* _What you need to do_:
**A)** Output the passage of the Ponte overview from "Ponte is under" up to and including "CoAP standard ports.", with no changes.
**B)** According to the Ponte overview, what does Ponte need in order to run?
**C)** Take the Ponte overview further, starting right after its final line.

* _Source excerpt_:
Ponte is a multi-transport Internet of Things / Machine to Machine broker. As the current state it supports MQTT and REST APIs over HTTP and CoAP.
Ponte is under active development, but it should work :). If you plan to use Ponte in production let us know, we'll be more than happy to help you getting started and solve any issue you'll find out.
A test instance of ponte is available at ponte.eclipse.org, on HTTP, MQTT and CoAP standard ports.
Report bugs at the Eclipse Bugzilla and join the mailing list.
Ponte is a node.js application, so it needs node.js to run.
$ npm install ponte bunyan -g
$ ponte -v | bunyan
Then you can connect to it with your preferred MQTT, CoAP or HTTP client.
$ ./bin/ponte --help
Usage: ponte [options]
Options:
-h, --help output usage information
-V, --version output the version number
-m, --mqtt-port <n> the mqtt port to listen to
-p, --http-port <n> the http port to listen to
-a, --coap-port <n> the coap port to listen to
--host <host> the host to listen to
--coap-host <host> the host to listen to for coap requests
--mqtt-host <host> the host to listen to for mqtt requests
--http-host <host> the host to listen to for http requests
-d, --db <path> the path were to store the database
-c, --config <c> the config file to use (override every other option)

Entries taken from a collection
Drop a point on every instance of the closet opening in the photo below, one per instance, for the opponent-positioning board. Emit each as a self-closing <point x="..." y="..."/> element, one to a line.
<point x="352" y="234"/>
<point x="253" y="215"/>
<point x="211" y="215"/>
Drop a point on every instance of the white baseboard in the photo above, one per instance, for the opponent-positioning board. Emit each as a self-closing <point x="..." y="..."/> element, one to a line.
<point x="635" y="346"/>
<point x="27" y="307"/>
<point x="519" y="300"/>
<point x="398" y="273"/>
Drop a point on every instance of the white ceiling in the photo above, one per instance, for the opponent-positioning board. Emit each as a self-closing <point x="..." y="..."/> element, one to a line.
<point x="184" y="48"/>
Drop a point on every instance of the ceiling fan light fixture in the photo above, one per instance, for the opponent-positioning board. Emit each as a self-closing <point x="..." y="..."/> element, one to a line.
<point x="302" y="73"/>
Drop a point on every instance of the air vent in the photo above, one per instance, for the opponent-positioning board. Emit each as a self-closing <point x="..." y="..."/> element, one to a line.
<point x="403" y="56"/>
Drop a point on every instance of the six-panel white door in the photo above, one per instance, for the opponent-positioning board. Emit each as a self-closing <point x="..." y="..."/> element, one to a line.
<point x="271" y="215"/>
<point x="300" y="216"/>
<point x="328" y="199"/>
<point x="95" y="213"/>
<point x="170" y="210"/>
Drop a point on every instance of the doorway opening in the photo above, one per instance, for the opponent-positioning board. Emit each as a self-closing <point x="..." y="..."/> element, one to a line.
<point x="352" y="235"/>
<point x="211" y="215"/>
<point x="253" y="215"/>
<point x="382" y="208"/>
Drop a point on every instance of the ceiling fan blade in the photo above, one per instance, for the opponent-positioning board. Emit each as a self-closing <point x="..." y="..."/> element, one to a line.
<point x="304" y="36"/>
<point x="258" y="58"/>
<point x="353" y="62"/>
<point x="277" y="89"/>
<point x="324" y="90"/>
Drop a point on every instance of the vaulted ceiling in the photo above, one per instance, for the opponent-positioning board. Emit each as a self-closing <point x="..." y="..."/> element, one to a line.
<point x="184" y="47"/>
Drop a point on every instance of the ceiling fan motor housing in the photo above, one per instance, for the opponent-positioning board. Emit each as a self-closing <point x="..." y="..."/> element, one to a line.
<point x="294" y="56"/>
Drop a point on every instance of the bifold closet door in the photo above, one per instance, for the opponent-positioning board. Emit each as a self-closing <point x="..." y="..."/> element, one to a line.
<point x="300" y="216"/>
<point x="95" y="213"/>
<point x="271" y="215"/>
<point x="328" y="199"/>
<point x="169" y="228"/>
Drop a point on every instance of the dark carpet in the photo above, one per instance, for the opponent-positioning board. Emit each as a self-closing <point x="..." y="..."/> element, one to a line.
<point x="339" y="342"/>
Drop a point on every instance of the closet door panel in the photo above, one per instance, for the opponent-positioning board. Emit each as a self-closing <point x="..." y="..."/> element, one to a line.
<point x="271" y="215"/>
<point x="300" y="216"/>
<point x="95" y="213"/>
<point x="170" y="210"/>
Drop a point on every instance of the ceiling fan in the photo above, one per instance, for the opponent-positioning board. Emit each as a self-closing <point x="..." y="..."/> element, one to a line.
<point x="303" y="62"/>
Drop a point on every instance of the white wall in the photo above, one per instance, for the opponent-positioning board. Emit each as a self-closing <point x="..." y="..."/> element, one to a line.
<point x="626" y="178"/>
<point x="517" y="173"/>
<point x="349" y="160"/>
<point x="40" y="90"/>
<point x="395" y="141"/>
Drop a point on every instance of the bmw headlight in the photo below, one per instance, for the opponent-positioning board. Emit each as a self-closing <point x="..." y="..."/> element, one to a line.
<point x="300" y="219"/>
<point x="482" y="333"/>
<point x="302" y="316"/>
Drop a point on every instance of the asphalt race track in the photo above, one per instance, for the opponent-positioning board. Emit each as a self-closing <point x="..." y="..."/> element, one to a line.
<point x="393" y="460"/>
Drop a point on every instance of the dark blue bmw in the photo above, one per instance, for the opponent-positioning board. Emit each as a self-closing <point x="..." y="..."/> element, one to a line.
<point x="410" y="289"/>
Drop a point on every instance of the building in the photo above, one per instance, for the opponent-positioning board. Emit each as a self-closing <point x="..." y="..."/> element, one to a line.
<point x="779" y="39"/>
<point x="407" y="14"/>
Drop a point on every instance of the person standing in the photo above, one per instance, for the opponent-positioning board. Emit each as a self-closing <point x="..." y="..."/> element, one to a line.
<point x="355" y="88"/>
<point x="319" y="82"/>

* _Responses to the exercise_:
**A)**
Ponte is under active development, but it should work :). If you plan to use Ponte in production let us know, we'll be more than happy to help you getting started and solve any issue you'll find out.
A test instance of ponte is available at ponte.eclipse.org, on HTTP, MQTT and CoAP standard ports.

**B)** It needs node.js.

**C)**
-v, --verbose set the bunyan log to INFO
--very-verbose set the bunyan log to DEBUG
Start ponte:
$ ponte -v | bunyan
Publish from HTTP:
$ curl -X PUT -d 'world' http://localhost:3000/resources/hello
The messages from HTTP are retained, which means that are sent to every new subscriber.
Subscribe using mosquitto_sub
(mosquitto):
$ mosquitto_sub -t "hello" -v
hello world
In order to publish a message that can be read from HTTP,
a MQTT client needs to set the retain flag.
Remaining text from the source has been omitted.